** Opening Supplied data block **

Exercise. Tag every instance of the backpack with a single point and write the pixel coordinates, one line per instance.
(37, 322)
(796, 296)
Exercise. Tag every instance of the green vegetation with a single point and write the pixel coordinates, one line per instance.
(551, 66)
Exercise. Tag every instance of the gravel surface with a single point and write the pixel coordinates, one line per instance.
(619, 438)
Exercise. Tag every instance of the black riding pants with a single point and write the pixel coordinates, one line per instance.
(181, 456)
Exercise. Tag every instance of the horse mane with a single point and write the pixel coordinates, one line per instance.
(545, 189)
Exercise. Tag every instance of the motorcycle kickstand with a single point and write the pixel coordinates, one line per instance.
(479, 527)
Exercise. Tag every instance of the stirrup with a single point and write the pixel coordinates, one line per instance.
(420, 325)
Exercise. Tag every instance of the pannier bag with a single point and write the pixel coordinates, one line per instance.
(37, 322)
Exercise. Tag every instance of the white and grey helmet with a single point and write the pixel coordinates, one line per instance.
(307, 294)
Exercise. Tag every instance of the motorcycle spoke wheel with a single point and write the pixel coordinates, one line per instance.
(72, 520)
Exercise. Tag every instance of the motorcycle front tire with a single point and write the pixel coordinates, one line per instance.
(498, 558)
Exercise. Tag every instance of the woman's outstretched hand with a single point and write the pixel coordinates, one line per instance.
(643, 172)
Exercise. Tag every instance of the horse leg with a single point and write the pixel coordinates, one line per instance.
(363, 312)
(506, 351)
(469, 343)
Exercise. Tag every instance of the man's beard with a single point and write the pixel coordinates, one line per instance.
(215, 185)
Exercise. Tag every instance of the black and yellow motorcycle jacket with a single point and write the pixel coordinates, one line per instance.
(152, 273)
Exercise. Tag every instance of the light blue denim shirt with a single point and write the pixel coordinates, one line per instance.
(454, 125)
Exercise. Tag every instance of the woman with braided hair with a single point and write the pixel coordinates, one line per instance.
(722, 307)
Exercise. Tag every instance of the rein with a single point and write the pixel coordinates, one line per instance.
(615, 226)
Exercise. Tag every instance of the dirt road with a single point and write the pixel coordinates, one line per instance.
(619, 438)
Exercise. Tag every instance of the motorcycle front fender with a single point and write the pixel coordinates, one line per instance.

** Closing Supplied data block **

- [Try it]: All lines from the one that holds "Exercise. Tag every instance of the light" through the end of the records are to be returned exactly, including both boundary lines, and no others.

- [Response area]:
Exercise. Tag every instance of the light blue denim shirt with a single point and write the pixel coordinates, one line per instance.
(454, 125)
Exercise. Tag every instance of the woman with braided hair with a single point and write the pixel coordinates, one line per instance.
(722, 307)
Exercise. Tag every instance of the rein with a single point and write the pixel coordinates, one line per instance.
(615, 226)
Exercise. Tag every instance of the dirt road with a single point and write the pixel coordinates, one line per instance.
(619, 438)
Exercise. Tag every instance of the motorcycle front fender with a single point and write the pixel coordinates, one line per instance.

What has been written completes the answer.